Director: Pradipta Bhattacharyya
Cast: Ritwick Chakraborty, Jyotika Jyoti, Rahul Banerjee, Aparajita Ghosh Das, Sayan Ghosh
In an interview, filmmaker Pradipta Bhattacharyya had said that he had read Sarat Chandra Chattopadhyay's Srikanta multiple times in school, but never revisited it, because he wanted to retain the effect it had had on his mind back then. He didn't want to base the film on how the text actually is, but rather how he remembers it. Rajlokhi O Srikanto seems suffused by the flights of fancy as well as the grown up stuff of a young adult mind, fan-fiction, if you may, that might be rooted in adolescence.
Bhattacharyya makes playful departures from the source material. His modern day Srikanto (Ritwick Chakraborty) leaves his corporate job and sets off for Ayodhya hills in Purulia, where his rich friend Hukum Chand (Rahul Banerjee) are camping with his hunting party.
::::
**Task 1**
List every actor named in the cast line of the review.
**Task 2**
Quote the review, starting at the words "Bhattacharyya makes playful" and ending after "his hunting party.".

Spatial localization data
::::
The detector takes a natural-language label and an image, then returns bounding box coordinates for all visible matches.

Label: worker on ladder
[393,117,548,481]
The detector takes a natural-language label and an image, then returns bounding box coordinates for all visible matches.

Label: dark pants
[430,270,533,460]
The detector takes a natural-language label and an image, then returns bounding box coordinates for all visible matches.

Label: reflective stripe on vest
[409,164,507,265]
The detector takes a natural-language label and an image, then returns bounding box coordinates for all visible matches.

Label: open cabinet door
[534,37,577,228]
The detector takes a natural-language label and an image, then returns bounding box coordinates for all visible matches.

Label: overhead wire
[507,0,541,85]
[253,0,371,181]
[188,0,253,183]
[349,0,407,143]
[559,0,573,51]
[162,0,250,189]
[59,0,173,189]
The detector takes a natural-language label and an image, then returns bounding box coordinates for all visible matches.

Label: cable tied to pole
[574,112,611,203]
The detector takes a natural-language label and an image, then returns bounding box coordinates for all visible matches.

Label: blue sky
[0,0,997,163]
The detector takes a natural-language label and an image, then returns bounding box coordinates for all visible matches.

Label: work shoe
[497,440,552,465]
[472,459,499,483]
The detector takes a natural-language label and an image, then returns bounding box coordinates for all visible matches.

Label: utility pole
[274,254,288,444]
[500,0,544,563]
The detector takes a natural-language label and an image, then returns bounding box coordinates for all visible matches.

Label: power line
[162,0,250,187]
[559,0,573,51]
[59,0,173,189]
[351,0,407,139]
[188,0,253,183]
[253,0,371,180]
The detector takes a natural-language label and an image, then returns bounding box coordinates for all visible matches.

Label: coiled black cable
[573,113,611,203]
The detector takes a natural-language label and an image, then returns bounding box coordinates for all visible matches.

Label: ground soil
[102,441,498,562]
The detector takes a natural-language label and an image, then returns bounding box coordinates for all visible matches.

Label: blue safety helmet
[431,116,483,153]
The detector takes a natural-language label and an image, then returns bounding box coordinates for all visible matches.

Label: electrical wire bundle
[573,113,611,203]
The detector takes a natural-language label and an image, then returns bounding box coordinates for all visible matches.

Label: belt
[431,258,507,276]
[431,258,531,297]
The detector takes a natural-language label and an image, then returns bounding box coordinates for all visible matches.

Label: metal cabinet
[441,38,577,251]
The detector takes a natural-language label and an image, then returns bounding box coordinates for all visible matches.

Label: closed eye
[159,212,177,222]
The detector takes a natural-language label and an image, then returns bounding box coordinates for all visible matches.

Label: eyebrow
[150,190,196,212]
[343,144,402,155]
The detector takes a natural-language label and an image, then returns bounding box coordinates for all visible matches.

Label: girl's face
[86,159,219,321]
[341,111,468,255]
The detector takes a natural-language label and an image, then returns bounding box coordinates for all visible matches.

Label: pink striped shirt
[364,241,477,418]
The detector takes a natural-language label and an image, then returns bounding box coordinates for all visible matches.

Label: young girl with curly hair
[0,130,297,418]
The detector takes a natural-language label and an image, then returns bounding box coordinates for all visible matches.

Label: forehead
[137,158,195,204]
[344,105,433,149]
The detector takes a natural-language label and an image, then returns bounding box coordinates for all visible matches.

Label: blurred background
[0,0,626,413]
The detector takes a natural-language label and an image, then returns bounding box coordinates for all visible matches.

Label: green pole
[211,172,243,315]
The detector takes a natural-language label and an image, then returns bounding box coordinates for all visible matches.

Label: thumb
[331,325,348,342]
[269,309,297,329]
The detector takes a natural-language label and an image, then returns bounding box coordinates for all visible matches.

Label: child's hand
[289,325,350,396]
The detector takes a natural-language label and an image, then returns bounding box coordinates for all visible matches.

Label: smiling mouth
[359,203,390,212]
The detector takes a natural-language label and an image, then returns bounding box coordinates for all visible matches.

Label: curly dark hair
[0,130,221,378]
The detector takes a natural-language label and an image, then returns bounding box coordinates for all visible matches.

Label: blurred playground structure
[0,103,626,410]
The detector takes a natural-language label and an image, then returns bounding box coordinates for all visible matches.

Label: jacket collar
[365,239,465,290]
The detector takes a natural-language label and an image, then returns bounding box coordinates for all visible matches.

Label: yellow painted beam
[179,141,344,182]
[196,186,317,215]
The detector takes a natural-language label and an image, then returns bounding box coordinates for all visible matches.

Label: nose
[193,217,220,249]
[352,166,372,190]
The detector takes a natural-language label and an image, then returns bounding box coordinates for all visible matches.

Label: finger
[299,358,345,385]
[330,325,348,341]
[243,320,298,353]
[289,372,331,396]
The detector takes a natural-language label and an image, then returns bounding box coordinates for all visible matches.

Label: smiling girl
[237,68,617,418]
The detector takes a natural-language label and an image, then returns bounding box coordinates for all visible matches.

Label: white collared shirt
::::
**Task result 1**
Ritwick Chakraborty, Jyotika Jyoti, Rahul Banerjee, Aparajita Ghosh Das, Sayan Ghosh

**Task result 2**
Bhattacharyya makes playful departures from the source material. His modern day Srikanto (Ritwick Chakraborty) leaves his corporate job and sets off for Ayodhya hills in Purulia, where his rich friend Hukum Chand (Rahul Banerjee) are camping with his hunting party.